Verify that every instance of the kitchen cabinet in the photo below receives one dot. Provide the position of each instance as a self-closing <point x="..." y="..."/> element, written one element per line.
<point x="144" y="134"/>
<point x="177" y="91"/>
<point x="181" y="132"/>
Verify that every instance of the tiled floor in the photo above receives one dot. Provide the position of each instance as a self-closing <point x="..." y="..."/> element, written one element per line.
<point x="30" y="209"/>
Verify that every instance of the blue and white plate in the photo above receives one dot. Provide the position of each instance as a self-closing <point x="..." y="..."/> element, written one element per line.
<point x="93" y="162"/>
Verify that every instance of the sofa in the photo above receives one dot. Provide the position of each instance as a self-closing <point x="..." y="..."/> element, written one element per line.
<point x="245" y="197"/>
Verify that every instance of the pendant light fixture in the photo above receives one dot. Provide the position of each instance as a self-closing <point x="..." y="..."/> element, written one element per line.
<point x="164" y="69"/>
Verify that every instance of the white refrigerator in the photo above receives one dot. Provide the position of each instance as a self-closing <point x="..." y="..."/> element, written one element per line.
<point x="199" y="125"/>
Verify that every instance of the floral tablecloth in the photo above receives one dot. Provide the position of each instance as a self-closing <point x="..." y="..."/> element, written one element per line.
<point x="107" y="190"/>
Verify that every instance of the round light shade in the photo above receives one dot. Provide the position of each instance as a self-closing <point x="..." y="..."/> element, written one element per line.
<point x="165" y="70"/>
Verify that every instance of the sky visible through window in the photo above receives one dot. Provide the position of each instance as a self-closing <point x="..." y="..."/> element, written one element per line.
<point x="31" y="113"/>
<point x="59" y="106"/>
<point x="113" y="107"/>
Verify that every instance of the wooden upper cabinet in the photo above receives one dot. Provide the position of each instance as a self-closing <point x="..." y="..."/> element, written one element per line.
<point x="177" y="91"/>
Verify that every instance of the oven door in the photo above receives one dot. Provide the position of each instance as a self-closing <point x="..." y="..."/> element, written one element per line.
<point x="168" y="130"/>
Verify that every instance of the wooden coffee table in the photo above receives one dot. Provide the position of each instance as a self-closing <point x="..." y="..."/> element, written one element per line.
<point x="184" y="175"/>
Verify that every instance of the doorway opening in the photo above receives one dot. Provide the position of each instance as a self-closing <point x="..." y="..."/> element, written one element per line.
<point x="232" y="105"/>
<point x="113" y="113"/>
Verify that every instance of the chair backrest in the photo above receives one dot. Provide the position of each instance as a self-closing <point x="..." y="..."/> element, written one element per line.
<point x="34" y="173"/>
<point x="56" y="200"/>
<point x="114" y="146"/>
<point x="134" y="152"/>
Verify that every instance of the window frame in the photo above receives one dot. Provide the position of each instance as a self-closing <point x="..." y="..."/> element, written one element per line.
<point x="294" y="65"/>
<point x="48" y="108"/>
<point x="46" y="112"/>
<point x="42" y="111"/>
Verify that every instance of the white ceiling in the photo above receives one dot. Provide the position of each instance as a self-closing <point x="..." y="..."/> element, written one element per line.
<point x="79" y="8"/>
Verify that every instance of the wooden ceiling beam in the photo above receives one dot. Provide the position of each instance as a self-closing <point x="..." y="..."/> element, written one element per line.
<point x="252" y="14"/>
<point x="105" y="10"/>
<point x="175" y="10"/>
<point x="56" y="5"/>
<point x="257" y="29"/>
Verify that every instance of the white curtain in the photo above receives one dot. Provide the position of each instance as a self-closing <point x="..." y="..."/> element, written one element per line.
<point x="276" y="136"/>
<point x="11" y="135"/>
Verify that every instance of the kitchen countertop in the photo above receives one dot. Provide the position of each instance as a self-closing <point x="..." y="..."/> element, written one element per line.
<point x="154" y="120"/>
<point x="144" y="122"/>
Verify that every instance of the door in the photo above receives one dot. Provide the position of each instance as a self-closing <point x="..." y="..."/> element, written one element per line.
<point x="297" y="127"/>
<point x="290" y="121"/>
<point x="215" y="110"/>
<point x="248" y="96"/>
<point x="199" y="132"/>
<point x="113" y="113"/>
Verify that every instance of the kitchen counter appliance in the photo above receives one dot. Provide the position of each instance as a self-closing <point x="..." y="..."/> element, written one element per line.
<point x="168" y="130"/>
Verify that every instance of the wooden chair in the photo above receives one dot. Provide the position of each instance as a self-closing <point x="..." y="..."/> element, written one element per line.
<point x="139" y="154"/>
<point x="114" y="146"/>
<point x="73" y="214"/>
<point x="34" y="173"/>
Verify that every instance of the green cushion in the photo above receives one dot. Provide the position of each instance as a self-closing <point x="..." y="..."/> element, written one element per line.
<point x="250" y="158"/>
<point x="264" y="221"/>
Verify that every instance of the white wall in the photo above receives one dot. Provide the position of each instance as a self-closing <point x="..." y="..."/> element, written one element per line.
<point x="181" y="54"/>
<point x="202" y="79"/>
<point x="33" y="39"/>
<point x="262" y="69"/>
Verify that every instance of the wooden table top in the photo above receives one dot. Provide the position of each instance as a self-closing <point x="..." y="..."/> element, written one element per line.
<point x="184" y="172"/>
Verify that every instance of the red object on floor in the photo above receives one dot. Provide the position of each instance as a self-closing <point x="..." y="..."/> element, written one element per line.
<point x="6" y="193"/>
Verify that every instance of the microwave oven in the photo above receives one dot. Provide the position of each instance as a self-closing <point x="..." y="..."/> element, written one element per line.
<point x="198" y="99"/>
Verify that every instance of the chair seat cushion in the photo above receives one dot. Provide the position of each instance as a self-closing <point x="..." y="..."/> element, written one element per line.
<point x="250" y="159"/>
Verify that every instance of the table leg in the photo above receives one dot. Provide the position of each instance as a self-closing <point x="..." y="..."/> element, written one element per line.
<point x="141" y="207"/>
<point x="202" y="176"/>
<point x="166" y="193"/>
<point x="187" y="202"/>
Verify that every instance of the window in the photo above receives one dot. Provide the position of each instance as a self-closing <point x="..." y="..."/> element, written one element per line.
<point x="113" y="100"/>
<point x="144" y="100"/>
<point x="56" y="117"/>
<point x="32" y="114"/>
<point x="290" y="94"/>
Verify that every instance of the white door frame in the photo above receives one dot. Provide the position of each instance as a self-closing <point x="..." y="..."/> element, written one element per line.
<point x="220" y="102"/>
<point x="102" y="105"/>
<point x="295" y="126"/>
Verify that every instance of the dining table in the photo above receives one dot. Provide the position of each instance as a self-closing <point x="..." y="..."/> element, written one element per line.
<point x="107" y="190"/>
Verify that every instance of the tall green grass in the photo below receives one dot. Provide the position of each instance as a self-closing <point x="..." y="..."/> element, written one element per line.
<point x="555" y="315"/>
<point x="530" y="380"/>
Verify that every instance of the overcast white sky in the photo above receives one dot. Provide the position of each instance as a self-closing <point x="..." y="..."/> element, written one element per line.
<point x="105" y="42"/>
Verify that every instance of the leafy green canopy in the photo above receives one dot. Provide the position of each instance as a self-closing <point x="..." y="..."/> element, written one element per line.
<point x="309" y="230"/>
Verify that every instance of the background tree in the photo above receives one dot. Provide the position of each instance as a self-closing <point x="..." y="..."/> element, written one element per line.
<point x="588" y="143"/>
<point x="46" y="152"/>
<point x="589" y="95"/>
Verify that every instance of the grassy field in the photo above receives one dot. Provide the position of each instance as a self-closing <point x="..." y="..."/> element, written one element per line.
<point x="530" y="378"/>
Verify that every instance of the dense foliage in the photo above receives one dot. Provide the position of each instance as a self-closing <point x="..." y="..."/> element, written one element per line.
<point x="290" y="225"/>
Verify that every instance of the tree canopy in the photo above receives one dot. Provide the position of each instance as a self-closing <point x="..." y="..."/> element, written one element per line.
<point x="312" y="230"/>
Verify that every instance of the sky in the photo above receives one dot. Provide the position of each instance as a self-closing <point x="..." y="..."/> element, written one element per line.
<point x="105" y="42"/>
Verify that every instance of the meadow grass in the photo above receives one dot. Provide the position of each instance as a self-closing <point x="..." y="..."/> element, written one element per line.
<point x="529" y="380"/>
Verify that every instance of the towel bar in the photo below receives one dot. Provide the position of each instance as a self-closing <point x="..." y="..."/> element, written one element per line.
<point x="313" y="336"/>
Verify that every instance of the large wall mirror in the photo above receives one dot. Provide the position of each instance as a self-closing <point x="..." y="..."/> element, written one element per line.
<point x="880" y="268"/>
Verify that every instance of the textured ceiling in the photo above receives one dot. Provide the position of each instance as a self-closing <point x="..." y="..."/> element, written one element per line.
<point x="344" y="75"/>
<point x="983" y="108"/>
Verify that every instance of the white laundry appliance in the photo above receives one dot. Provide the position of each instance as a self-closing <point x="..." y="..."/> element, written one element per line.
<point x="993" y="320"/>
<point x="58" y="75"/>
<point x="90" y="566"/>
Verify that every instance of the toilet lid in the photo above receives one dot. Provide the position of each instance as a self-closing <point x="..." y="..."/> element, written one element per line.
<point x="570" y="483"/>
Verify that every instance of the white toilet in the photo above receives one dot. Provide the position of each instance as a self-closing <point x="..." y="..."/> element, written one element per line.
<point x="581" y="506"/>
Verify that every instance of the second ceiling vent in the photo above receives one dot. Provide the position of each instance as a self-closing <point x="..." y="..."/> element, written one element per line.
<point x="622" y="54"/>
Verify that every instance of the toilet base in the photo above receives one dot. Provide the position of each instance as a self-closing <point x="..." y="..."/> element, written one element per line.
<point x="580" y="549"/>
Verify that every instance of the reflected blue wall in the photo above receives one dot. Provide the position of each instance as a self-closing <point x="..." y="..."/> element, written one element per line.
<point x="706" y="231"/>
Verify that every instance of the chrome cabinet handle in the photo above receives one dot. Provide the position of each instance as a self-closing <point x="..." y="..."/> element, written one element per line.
○ ○ ○ ○
Exactly repeat the lines from the line that contains "Verify that every instance of the toilet lid" to the end of the entries, both included, and leave out all other lines.

== ANSWER ==
Verify that every instance of the toilet lid in the photo above receives one dot. Provide the position of each instance as a self-closing <point x="..." y="..."/> element, written one element per line.
<point x="570" y="483"/>
Verify that every instance of the white toilet in the photo above receives one dot. Provide the position of each instance as a self-closing <point x="..." y="..."/> element, written one element per line.
<point x="581" y="506"/>
Verify that every instance of the second ceiling vent in the photo above receives one dot. Provide the position of each instance as a self-closing <point x="..." y="..."/> element, written one element per line.
<point x="622" y="54"/>
Verify that every instance of the toilet base in the photo above receives one dot. Provide the position of each instance as a self-closing <point x="..." y="..."/> element, written one element per line.
<point x="580" y="549"/>
Verify that every instance of the reflected blue wall in the photo above receives one dot. Provide the position of each instance as a self-closing <point x="..." y="..."/> element, written one element per line.
<point x="706" y="231"/>
Verify that every instance of the chrome cabinet handle in the photo above receives one dot. Provide the position of each instance as a self-closing <point x="..." y="..."/> element, written one element per line.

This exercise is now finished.